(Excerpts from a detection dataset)
###
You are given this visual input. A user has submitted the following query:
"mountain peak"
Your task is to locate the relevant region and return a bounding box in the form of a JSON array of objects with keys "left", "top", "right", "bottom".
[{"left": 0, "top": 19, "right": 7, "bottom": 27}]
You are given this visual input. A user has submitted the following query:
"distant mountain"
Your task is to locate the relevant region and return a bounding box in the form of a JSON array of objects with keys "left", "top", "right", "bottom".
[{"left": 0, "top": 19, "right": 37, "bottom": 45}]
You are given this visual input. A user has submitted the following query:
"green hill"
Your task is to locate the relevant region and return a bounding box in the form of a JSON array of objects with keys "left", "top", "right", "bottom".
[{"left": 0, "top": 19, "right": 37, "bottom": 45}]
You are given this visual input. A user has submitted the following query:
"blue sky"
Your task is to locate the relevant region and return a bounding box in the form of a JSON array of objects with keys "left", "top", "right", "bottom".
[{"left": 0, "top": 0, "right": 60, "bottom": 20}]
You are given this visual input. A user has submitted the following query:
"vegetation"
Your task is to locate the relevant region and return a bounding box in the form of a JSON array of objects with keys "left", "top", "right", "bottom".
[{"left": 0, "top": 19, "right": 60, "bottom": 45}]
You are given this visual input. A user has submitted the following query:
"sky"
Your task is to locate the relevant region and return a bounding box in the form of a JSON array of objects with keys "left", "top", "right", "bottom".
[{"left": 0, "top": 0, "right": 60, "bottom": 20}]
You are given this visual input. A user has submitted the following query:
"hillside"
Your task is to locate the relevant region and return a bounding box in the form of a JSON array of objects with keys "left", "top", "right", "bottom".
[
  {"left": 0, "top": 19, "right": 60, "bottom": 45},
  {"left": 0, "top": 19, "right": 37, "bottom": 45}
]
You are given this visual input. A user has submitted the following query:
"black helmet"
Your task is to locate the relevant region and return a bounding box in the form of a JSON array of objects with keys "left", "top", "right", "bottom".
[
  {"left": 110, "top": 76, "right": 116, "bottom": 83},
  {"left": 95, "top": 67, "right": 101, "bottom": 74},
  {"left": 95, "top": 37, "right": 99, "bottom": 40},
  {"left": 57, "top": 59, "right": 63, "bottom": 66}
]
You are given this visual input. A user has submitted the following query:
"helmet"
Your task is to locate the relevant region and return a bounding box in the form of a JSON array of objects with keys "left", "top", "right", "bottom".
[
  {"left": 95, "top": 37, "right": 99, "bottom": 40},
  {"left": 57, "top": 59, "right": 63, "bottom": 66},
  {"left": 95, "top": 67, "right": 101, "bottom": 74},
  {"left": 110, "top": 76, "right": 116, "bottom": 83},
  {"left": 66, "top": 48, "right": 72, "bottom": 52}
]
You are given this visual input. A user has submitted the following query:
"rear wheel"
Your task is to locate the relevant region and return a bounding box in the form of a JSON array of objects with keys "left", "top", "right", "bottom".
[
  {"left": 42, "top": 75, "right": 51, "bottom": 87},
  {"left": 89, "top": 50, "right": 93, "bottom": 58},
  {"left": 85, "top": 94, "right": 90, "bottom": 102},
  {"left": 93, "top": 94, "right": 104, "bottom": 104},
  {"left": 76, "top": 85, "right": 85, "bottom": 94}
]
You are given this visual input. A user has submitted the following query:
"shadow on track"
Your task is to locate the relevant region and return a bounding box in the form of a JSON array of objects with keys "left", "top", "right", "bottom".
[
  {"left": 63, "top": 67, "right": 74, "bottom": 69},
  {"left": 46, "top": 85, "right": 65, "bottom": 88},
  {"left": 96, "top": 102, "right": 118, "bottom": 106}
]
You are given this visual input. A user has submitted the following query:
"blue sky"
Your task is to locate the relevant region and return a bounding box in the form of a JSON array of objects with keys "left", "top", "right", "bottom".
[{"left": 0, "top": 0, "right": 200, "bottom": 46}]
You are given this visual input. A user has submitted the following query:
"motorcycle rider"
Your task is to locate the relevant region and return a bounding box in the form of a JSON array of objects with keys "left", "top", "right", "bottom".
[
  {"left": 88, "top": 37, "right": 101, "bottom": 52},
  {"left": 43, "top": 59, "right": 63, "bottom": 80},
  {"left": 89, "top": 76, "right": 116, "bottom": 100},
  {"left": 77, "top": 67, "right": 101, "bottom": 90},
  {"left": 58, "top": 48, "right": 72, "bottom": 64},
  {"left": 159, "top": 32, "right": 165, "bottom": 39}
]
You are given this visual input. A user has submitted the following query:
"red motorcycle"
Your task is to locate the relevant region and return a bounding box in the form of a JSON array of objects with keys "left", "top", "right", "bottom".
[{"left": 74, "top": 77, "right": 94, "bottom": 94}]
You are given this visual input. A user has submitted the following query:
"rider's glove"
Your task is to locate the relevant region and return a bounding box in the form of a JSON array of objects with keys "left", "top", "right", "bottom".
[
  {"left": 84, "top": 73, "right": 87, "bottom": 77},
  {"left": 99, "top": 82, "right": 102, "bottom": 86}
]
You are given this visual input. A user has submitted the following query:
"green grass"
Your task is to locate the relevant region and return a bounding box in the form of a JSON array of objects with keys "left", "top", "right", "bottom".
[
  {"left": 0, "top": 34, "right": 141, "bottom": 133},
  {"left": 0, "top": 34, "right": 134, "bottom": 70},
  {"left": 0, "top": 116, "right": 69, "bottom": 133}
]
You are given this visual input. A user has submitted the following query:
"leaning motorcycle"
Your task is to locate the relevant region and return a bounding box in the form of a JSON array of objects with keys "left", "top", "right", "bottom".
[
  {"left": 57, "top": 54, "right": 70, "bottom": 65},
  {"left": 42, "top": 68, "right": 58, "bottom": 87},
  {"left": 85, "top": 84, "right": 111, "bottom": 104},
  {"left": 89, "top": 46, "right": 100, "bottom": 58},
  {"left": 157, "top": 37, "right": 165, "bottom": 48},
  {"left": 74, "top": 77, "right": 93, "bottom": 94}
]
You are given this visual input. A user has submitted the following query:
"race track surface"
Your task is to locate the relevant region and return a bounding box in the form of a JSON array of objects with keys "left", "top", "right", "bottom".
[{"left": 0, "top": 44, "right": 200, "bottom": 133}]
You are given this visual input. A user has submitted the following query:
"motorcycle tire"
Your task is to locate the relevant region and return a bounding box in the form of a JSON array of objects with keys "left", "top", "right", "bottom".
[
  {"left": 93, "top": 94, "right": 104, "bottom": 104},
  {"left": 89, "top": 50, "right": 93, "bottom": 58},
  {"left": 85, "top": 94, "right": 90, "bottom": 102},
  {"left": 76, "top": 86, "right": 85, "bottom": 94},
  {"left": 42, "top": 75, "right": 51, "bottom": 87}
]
###
WRITTEN PROBLEM
Each line of the listing above should be output exactly.

ANSWER IN FULL
You are given this visual input. A user has submitted the following query:
"mountain peak"
Your task is to locate the relevant region and return a bounding box in the form of a JSON array of objects with keys "left", "top", "right", "bottom".
[{"left": 0, "top": 19, "right": 7, "bottom": 27}]
You are given this visual input. A user has submitted the following query:
"distant mountain"
Your task is to locate the relevant region and return a bounding box in the form of a JSON array of objects with keys "left", "top", "right", "bottom".
[{"left": 0, "top": 19, "right": 37, "bottom": 45}]
You are given this visual input. A user has submitted the following query:
"green hill"
Your task is to locate the relevant region and return a bounding box in the form of a JSON array of objects with keys "left", "top", "right", "bottom".
[{"left": 0, "top": 19, "right": 37, "bottom": 45}]
You are given this visual input. A user has submitted the following query:
"blue sky"
Your task is to locate the relevant region and return a bounding box in the form of a JSON array of objects with keys "left", "top", "right", "bottom".
[{"left": 0, "top": 0, "right": 60, "bottom": 20}]
You are given this visual input. A user has submitted the following query:
"vegetation"
Your task is to locate the relevant region and return a bounding box in the form of a JSON array of objects with keys "left", "top", "right", "bottom".
[{"left": 0, "top": 19, "right": 60, "bottom": 45}]
You are given this visual input. A user has submitted the following query:
"sky"
Your task is to locate the relevant region and return a bounding box in the form of a JSON array of objects with keys "left", "top", "right", "bottom".
[{"left": 0, "top": 0, "right": 60, "bottom": 20}]
You are given this visual input. A user has submitted the following query:
"hillside"
Your task is to locate the relevant region and return a bounding box in the form of a JSON array of objects with keys "left", "top", "right", "bottom".
[
  {"left": 0, "top": 19, "right": 60, "bottom": 45},
  {"left": 0, "top": 19, "right": 37, "bottom": 45}
]
You are given this visual input. A user has submitted the following query:
"black helmet"
Your task is to locate the relevant region and return a bounding box in the form of a JSON array of objects with keys "left", "top", "right", "bottom".
[
  {"left": 110, "top": 76, "right": 116, "bottom": 83},
  {"left": 95, "top": 67, "right": 101, "bottom": 74},
  {"left": 95, "top": 37, "right": 99, "bottom": 40},
  {"left": 57, "top": 59, "right": 63, "bottom": 66}
]
You are given this visual input. A user has submitted the following query:
"helmet"
Your task is to locate the relevant region and return a bounding box in the form of a JSON array of objects with keys "left", "top", "right", "bottom".
[
  {"left": 95, "top": 37, "right": 99, "bottom": 40},
  {"left": 57, "top": 59, "right": 63, "bottom": 66},
  {"left": 95, "top": 67, "right": 101, "bottom": 74},
  {"left": 110, "top": 76, "right": 116, "bottom": 83},
  {"left": 66, "top": 48, "right": 72, "bottom": 52}
]
You are given this visual input. A user has submitted the following query:
"rear wheel"
Your task is to locate the relevant region and return a bounding box in the form of a JSON array of objects with keys "left", "top", "right", "bottom".
[
  {"left": 42, "top": 75, "right": 51, "bottom": 87},
  {"left": 89, "top": 50, "right": 93, "bottom": 58},
  {"left": 85, "top": 94, "right": 90, "bottom": 102},
  {"left": 93, "top": 94, "right": 104, "bottom": 104},
  {"left": 76, "top": 85, "right": 85, "bottom": 94}
]
You are given this visual input. A user has submitted the following query:
"shadow on track"
Your task is to locate the relevant region and return a bounding box in the form of a JSON array of objects with keys "left", "top", "right", "bottom".
[
  {"left": 63, "top": 67, "right": 74, "bottom": 69},
  {"left": 46, "top": 85, "right": 65, "bottom": 88},
  {"left": 96, "top": 102, "right": 118, "bottom": 106}
]
You are given this visual input. A user has submitted the following query:
"blue sky"
Your task is to locate the relevant region and return a bounding box in the form of a JSON array of objects with keys "left", "top", "right", "bottom".
[{"left": 0, "top": 0, "right": 200, "bottom": 46}]
You are given this visual input. A user has submitted the following query:
"motorcycle rider"
Your task is to locate the relevant region and return a bounding box in the form of a JSON array of objects with keys "left", "top", "right", "bottom".
[
  {"left": 88, "top": 37, "right": 101, "bottom": 52},
  {"left": 43, "top": 59, "right": 63, "bottom": 80},
  {"left": 89, "top": 76, "right": 116, "bottom": 100},
  {"left": 77, "top": 67, "right": 101, "bottom": 90},
  {"left": 58, "top": 48, "right": 72, "bottom": 64},
  {"left": 159, "top": 32, "right": 165, "bottom": 39}
]
You are given this visual input. A user has submitted the following query:
"red motorcycle"
Your task is to locate the relevant region and return a bounding box in the form of a JSON array of objects with keys "left", "top", "right", "bottom".
[{"left": 74, "top": 77, "right": 94, "bottom": 94}]
You are given this visual input. A user has submitted the following query:
"rider's glove"
Your task is to locate the relevant region and return a bounding box in the form of a JSON array of objects with keys "left", "top", "right", "bottom".
[
  {"left": 84, "top": 73, "right": 87, "bottom": 77},
  {"left": 99, "top": 82, "right": 102, "bottom": 86}
]
You are given this visual input. A user has submitted the following query:
"green grass"
Your task is to locate the relevant region and return a bounding box in the form of a JSON array of objects with keys "left", "top", "right", "bottom".
[
  {"left": 0, "top": 34, "right": 141, "bottom": 133},
  {"left": 0, "top": 34, "right": 134, "bottom": 70},
  {"left": 0, "top": 116, "right": 69, "bottom": 133}
]
You are given this visual input. A user has submitted the following query:
"leaning motorcycle"
Your task is to locate the relevant region and return a bounding box in the form of a JSON array of objects with keys "left", "top", "right", "bottom".
[
  {"left": 57, "top": 54, "right": 70, "bottom": 65},
  {"left": 42, "top": 68, "right": 58, "bottom": 87},
  {"left": 85, "top": 84, "right": 111, "bottom": 104},
  {"left": 89, "top": 46, "right": 100, "bottom": 58},
  {"left": 157, "top": 37, "right": 165, "bottom": 48},
  {"left": 74, "top": 77, "right": 93, "bottom": 94}
]
You are given this visual input. A user has submitted the following query:
"race track surface"
Your task is to locate the relevant region and return a bounding box in the form of a JSON array of objects with keys "left", "top", "right", "bottom".
[{"left": 0, "top": 44, "right": 200, "bottom": 133}]
You are given this visual input. A user has submitted the following query:
"motorcycle tire"
Your task is to locate the relevant region and return a bounding box in the form of a JSON array of objects with keys "left", "top", "right", "bottom".
[
  {"left": 93, "top": 94, "right": 104, "bottom": 104},
  {"left": 89, "top": 50, "right": 93, "bottom": 58},
  {"left": 85, "top": 94, "right": 90, "bottom": 102},
  {"left": 76, "top": 86, "right": 85, "bottom": 94},
  {"left": 42, "top": 75, "right": 51, "bottom": 87}
]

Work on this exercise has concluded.